§ Testo
--------
Grazie alla sua quota di maggioranza nell’immaginazione delle persone, la televisione rinforzava quel racconto cronologico delle tendenze (Techetechetè): l’avvicendarsi di culture e sottoculture da srotolare in una cronologia comoda, lungo quella visione lineare del tempo che è intrecciata alla macchina economica, come l’invecchiamento si intreccia alla vita umana: è un suo presupposto genetico.

Nei documenti di Nemesis, leggere i tempi serve a vendere i tempi. Urge però un promemoria: non tutte le idee servono sempre a vendere qualcosa. Ci sono ancora, e continueranno a generarsi spontaneamente (fino a essere eventualmente assorbiti da qualche brand, ma a volte: no), linguaggi e sottoculture dal basso. A volte si organizzano intorno a cosiddette estetiche: una di queste l’ho incrociata su Reddit qualche mese fa, e si chiama Frutiger Aero.

Sarebbe l’onnipresente estetica dell’interfaccia (ma anche della pubblicistica, design del prodotto, ecc) prosperata tra il 2004 e il 2013 circa. Un’estetica vaga il giusto per farsi flessibile, marginale ma non capziosa, dotata di un paio di prerequisiti, e ben chiari.

Nel design del prodotto quindi disegni curvilinei e superfici patinate (vedi: Xbox 360, Nintendo Wii). Nella grafica invece un trionfo di aurore e di bolle, prati scintillanti di rugiada, figure umane amichevoli, tutto in HD, alla ricerca di una sensazione tridimensionale. Nella pubblicità e nel packaging, tutto questo ma commentato dal font omonimo, progettato nel 1976 dallo svizzero Adrian Frutiger per l’aeroporto Charles De Gaulle, pulito senza essere frigido.
--------
§ Informazioni

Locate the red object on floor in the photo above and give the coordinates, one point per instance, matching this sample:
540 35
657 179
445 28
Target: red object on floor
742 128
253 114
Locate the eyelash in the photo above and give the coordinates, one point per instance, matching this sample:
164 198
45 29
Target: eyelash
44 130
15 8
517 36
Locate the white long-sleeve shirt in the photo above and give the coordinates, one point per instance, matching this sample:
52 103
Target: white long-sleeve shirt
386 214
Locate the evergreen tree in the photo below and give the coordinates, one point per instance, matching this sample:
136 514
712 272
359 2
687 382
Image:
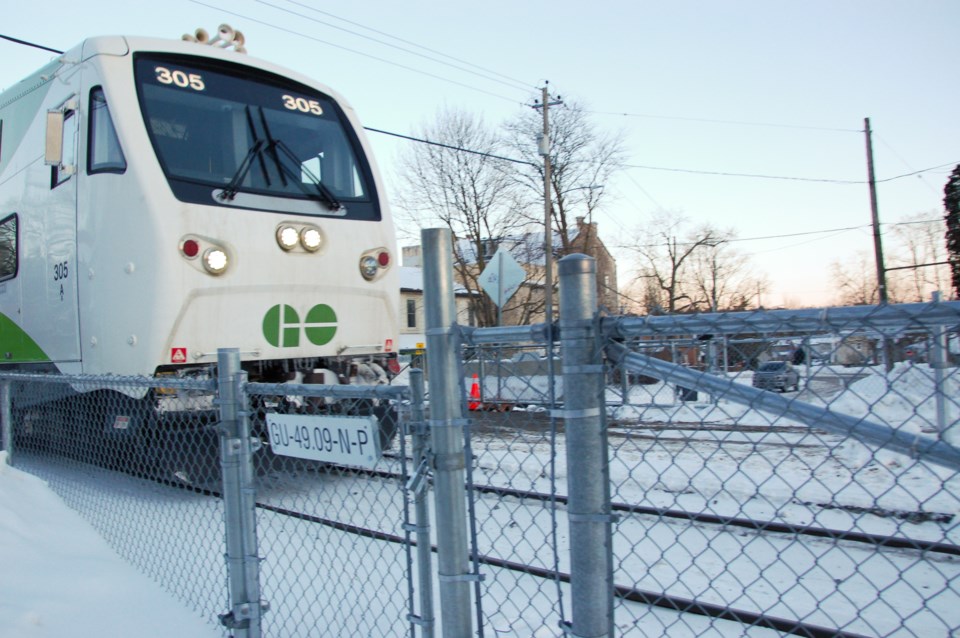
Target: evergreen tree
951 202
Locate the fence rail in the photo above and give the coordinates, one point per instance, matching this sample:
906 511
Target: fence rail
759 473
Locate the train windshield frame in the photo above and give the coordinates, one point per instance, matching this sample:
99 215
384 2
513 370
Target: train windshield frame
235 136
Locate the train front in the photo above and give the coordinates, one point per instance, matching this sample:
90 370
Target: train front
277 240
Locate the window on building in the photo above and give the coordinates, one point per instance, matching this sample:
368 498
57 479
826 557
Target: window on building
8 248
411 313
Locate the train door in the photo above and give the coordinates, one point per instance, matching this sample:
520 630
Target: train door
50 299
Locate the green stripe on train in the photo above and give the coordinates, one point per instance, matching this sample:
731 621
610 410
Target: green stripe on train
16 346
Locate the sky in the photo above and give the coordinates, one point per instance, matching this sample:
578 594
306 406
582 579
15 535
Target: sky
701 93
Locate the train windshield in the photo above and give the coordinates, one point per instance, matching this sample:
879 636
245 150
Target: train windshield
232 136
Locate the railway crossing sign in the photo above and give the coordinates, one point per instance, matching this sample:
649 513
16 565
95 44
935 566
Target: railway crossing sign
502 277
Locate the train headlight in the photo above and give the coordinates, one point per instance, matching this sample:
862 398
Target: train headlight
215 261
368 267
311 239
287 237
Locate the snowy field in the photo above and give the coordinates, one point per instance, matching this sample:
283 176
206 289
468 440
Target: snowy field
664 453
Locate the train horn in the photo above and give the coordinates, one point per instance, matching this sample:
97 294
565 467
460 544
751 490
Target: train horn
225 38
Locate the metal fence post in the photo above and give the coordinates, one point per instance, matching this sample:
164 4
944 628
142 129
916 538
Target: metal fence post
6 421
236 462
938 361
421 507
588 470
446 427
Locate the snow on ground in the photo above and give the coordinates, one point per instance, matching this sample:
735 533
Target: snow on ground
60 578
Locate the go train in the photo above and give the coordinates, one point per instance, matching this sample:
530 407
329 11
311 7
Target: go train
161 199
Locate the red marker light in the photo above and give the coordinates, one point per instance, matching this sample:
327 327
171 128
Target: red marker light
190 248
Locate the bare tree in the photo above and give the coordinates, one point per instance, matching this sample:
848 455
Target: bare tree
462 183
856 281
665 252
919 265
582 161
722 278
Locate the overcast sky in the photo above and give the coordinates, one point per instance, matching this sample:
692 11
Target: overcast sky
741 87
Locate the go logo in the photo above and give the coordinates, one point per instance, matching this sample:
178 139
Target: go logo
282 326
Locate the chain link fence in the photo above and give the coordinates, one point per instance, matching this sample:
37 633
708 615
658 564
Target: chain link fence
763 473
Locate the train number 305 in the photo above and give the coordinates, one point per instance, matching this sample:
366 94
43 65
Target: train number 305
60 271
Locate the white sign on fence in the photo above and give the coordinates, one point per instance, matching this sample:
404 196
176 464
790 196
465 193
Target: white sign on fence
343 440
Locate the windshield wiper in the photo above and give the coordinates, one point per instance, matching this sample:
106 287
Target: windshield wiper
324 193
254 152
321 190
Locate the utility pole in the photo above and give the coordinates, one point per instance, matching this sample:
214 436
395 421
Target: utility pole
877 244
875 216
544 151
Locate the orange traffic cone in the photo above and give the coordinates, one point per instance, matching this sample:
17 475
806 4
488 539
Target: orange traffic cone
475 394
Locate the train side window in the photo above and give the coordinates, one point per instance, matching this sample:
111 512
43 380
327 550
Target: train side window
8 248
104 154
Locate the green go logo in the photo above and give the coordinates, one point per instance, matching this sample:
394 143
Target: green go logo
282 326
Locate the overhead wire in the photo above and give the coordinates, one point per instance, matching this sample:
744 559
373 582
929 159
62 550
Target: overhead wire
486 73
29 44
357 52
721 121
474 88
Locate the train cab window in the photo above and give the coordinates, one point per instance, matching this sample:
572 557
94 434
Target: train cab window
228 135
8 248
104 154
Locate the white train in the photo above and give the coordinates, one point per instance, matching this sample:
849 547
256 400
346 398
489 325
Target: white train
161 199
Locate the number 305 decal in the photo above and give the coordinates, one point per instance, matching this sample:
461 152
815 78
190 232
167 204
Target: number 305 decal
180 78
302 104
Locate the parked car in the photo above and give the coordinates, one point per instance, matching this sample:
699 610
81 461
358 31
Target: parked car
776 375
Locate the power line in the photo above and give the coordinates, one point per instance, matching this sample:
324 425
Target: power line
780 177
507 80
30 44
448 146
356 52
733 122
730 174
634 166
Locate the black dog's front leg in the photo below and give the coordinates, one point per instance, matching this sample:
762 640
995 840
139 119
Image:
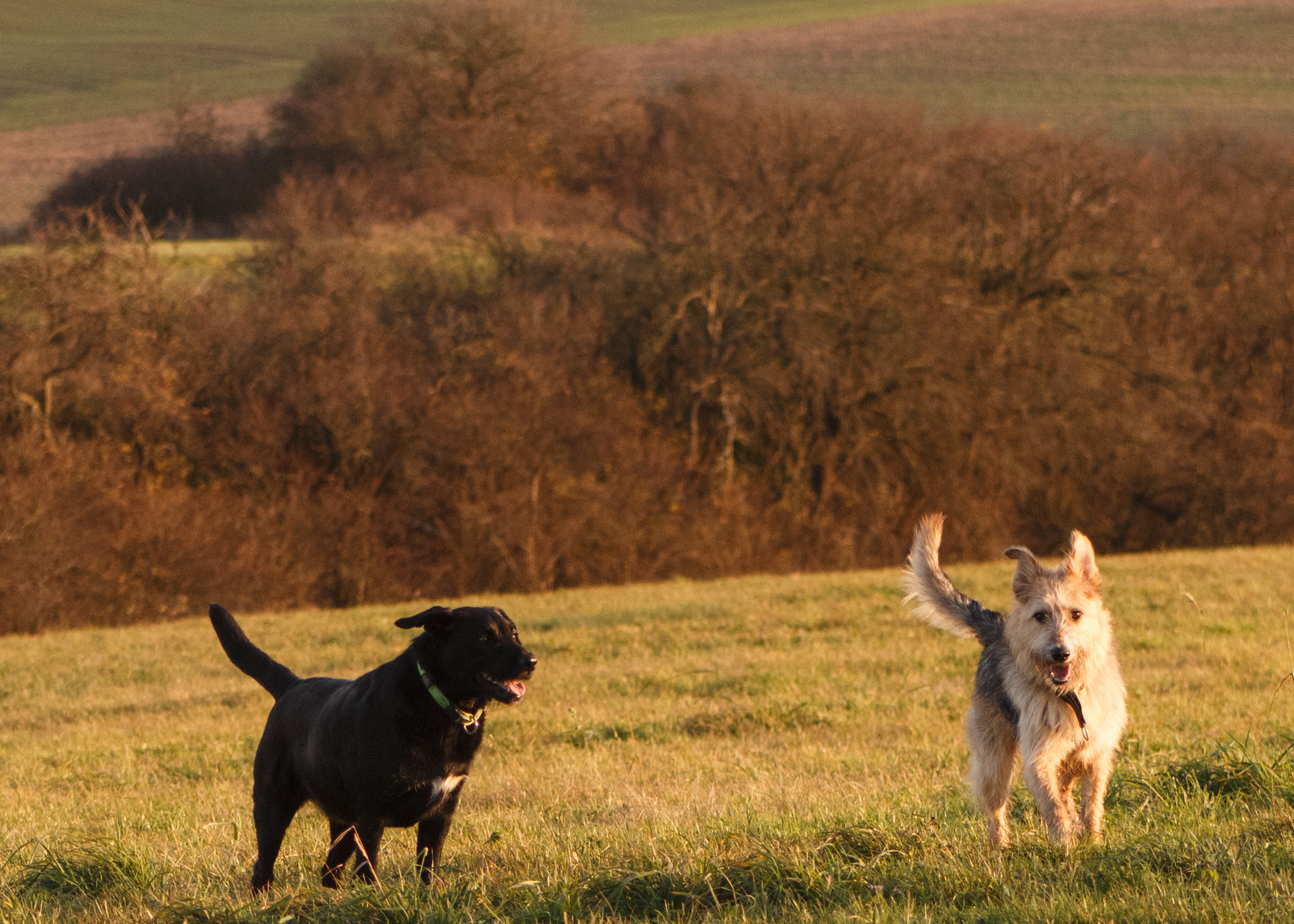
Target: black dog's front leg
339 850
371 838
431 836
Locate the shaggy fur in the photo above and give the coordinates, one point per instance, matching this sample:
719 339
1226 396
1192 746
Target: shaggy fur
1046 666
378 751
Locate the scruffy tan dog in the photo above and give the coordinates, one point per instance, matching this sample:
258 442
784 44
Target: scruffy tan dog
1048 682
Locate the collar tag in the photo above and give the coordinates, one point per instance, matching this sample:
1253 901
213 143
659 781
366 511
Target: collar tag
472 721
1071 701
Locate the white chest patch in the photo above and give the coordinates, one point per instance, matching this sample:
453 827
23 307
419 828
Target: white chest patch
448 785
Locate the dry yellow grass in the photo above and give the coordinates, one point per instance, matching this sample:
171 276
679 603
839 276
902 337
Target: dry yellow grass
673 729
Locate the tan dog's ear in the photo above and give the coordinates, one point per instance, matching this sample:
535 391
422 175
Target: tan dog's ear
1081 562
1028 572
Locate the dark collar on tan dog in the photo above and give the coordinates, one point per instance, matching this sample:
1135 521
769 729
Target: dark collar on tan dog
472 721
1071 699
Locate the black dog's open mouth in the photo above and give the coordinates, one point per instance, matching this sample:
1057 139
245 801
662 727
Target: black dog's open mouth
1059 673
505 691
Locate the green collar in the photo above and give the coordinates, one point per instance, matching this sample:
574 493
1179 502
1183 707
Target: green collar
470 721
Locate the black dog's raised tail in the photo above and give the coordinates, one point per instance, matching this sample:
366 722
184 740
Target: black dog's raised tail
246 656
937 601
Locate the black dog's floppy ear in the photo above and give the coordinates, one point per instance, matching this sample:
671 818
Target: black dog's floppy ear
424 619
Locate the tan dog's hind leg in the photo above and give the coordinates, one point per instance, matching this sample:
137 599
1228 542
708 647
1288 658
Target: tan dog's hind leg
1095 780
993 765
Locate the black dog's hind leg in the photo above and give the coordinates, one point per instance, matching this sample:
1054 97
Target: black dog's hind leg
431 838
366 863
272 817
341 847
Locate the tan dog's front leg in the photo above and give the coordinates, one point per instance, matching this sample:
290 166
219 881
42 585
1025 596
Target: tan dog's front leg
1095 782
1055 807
--------
§ Cosa fare
Riscrivi il pezzo del testo sull'estetica Frutiger Aero che inizia con le parole "Sarebbe l’onnipresente estetica" e finisce con "senza essere frigido.". Metti "nuvole" al posto di "bolle".

§ Spazio risposta
Sarebbe l’onnipresente estetica dell’interfaccia (ma anche della pubblicistica, design del prodotto, ecc) prosperata tra il 2004 e il 2013 circa. Un’estetica vaga il giusto per farsi flessibile, marginale ma non capziosa, dotata di un paio di prerequisiti, e ben chiari.

Nel design del prodotto quindi disegni curvilinei e superfici patinate (vedi: Xbox 360, Nintendo Wii). Nella grafica invece un trionfo di aurore e di nuvole, prati scintillanti di rugiada, figure umane amichevoli, tutto in HD, alla ricerca di una sensazione tridimensionale. Nella pubblicità e nel packaging, tutto questo ma commentato dal font omonimo, progettato nel 1976 dallo svizzero Adrian Frutiger per l’aeroporto Charles De Gaulle, pulito senza essere frigido.